__Written instruction__:
After locating the line that contains "Mark every instance of the person's", quote it and all lines after it through the end of the entries, and nothing more. Pictures stay out.
Begin Dataset
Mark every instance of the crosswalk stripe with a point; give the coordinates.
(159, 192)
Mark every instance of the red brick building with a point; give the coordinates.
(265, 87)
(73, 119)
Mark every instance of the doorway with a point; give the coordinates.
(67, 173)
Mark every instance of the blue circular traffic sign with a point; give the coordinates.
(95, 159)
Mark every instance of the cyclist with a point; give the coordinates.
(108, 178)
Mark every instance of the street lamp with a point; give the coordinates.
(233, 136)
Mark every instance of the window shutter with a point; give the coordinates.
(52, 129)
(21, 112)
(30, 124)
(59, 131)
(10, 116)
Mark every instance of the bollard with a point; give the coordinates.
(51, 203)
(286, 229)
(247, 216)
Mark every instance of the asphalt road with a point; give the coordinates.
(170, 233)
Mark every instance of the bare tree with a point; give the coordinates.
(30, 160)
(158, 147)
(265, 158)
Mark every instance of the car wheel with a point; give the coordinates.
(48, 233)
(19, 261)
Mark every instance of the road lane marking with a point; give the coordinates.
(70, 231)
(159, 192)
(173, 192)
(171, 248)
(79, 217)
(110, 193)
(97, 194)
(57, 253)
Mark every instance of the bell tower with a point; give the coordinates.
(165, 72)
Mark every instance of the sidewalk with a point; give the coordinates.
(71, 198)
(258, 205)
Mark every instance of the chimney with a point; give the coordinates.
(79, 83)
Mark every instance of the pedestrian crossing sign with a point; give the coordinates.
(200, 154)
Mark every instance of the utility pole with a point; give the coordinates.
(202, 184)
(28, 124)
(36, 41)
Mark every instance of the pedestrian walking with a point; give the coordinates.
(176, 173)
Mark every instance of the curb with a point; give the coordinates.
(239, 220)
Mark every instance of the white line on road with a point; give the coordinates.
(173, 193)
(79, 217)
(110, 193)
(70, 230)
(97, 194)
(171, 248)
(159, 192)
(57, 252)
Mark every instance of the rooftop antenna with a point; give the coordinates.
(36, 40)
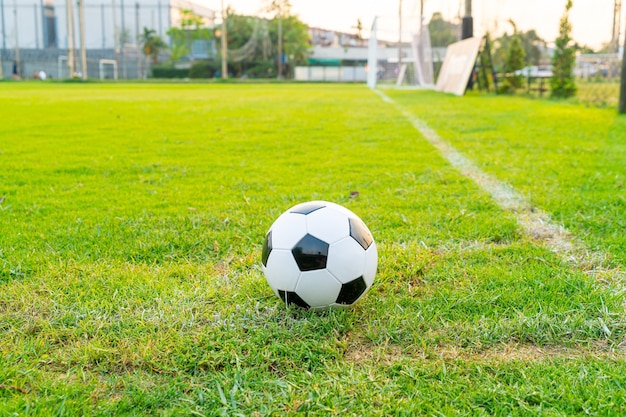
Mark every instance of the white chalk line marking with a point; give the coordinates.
(534, 222)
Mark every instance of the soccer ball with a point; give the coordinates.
(319, 255)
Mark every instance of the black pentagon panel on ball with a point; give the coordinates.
(290, 297)
(359, 232)
(351, 291)
(310, 253)
(267, 248)
(307, 208)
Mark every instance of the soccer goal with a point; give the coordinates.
(400, 53)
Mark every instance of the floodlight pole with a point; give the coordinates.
(17, 42)
(4, 40)
(622, 90)
(83, 50)
(224, 45)
(70, 37)
(468, 21)
(280, 42)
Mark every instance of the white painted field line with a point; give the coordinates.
(535, 223)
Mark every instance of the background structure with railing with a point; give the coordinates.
(34, 35)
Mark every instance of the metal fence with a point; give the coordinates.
(35, 35)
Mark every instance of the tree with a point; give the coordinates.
(192, 28)
(534, 47)
(515, 60)
(151, 44)
(562, 84)
(442, 33)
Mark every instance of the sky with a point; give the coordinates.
(592, 20)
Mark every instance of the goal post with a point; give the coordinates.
(102, 69)
(400, 55)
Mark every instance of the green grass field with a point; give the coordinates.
(132, 219)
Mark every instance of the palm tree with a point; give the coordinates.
(152, 44)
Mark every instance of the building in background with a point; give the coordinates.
(36, 32)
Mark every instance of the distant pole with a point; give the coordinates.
(102, 24)
(17, 41)
(116, 50)
(4, 38)
(622, 91)
(36, 27)
(468, 21)
(280, 43)
(139, 72)
(399, 35)
(83, 47)
(70, 37)
(224, 45)
(123, 41)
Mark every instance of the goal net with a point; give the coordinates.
(399, 53)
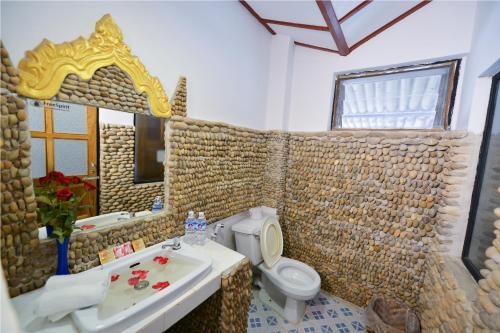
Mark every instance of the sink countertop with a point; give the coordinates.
(223, 259)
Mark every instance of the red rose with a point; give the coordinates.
(89, 186)
(64, 194)
(44, 180)
(55, 175)
(75, 180)
(65, 180)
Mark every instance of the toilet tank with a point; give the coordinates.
(246, 234)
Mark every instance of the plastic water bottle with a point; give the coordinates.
(157, 205)
(189, 228)
(201, 230)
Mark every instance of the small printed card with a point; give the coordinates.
(106, 256)
(123, 250)
(138, 244)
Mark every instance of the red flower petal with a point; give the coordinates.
(87, 226)
(161, 260)
(141, 274)
(161, 285)
(133, 281)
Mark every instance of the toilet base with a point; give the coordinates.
(293, 310)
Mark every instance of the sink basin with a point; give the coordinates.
(142, 283)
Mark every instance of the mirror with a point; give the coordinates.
(117, 155)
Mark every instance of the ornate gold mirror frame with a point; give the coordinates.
(43, 70)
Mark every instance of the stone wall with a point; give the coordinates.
(275, 173)
(179, 99)
(118, 192)
(109, 87)
(213, 167)
(361, 207)
(19, 229)
(445, 304)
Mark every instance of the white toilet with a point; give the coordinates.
(287, 282)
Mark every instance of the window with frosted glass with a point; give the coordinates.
(412, 97)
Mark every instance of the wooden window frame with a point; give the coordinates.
(49, 136)
(454, 65)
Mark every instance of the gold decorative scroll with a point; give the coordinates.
(43, 69)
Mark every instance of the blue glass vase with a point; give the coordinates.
(62, 257)
(50, 229)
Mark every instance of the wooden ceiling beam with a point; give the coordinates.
(390, 24)
(296, 25)
(326, 9)
(311, 46)
(355, 10)
(257, 16)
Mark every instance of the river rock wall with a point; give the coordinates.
(213, 167)
(361, 207)
(109, 87)
(19, 234)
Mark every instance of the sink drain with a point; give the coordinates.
(141, 285)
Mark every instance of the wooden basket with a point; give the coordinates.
(391, 316)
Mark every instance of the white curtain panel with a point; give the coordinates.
(403, 100)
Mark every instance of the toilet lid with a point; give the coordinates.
(271, 241)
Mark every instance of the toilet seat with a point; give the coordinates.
(271, 241)
(294, 278)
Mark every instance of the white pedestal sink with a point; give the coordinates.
(140, 286)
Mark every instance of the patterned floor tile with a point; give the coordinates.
(324, 314)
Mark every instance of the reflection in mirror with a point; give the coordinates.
(117, 155)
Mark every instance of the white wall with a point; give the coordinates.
(437, 31)
(279, 82)
(485, 54)
(219, 46)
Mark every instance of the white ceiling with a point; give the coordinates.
(362, 23)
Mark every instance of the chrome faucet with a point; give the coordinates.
(175, 244)
(125, 216)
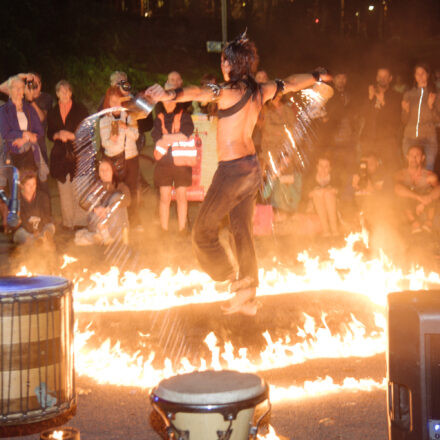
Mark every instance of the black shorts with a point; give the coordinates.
(168, 174)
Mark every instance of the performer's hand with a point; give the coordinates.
(157, 93)
(431, 100)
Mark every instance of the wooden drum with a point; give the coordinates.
(37, 379)
(211, 405)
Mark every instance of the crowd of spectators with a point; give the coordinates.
(374, 156)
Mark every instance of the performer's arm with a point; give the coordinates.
(190, 93)
(293, 83)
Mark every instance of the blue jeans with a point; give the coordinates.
(429, 144)
(232, 193)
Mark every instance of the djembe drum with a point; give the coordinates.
(37, 382)
(211, 405)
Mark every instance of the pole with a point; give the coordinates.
(224, 22)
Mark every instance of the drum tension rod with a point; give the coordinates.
(226, 435)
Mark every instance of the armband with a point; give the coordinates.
(281, 85)
(216, 90)
(178, 92)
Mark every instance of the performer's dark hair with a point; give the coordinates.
(111, 91)
(242, 56)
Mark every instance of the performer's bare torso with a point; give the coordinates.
(234, 133)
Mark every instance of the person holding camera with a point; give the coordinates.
(420, 113)
(417, 190)
(62, 121)
(21, 128)
(381, 121)
(321, 190)
(172, 125)
(119, 133)
(35, 213)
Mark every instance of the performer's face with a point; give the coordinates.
(226, 68)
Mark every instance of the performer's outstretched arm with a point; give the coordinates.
(293, 83)
(189, 93)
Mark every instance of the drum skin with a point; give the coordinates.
(206, 403)
(37, 388)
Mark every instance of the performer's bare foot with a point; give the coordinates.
(241, 297)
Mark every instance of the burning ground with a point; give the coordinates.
(319, 338)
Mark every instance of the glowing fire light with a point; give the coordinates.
(67, 260)
(345, 270)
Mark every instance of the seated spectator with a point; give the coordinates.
(170, 126)
(370, 187)
(62, 122)
(20, 128)
(321, 190)
(109, 219)
(417, 189)
(35, 212)
(119, 132)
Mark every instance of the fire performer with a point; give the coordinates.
(238, 177)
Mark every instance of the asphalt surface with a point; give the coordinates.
(108, 412)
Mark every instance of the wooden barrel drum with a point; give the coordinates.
(37, 381)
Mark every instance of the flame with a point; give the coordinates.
(67, 260)
(346, 269)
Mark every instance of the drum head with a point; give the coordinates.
(211, 387)
(17, 285)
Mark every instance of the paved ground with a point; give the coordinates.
(115, 413)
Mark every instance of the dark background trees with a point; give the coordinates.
(84, 41)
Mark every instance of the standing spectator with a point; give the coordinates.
(35, 213)
(175, 81)
(380, 133)
(340, 125)
(144, 122)
(41, 102)
(420, 113)
(119, 133)
(170, 126)
(417, 189)
(62, 121)
(20, 128)
(321, 190)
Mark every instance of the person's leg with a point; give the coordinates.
(80, 215)
(331, 209)
(320, 208)
(132, 180)
(430, 146)
(233, 182)
(164, 206)
(182, 207)
(241, 219)
(67, 203)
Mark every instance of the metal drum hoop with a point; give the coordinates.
(55, 416)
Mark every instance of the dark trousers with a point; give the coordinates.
(131, 179)
(232, 193)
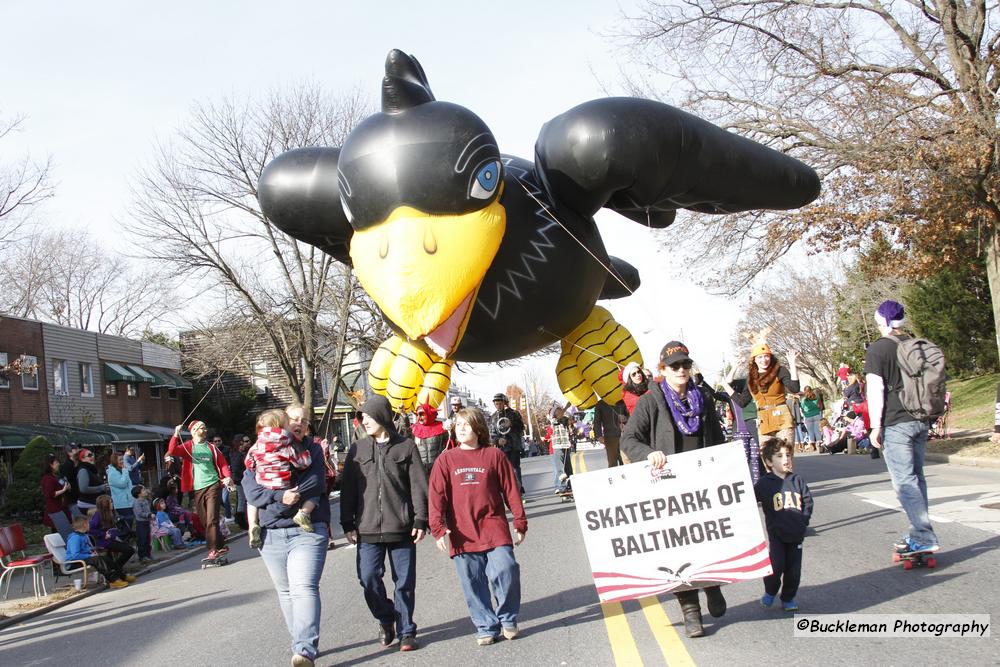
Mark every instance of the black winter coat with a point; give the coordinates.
(651, 426)
(383, 493)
End Dataset
__The response__:
Mark every instance of the person's leg with a point; give the coordinates.
(80, 215)
(331, 209)
(320, 208)
(132, 180)
(430, 146)
(233, 182)
(164, 206)
(182, 207)
(241, 219)
(67, 203)
Mark every instance of the metal drum hoop with a point; give the coordinates.
(55, 416)
Mark every instance of the dark trousers with a point; give the coordinates.
(131, 179)
(232, 193)
Mark every instance of the black winter coat with a point; give the coordinates.
(651, 426)
(383, 493)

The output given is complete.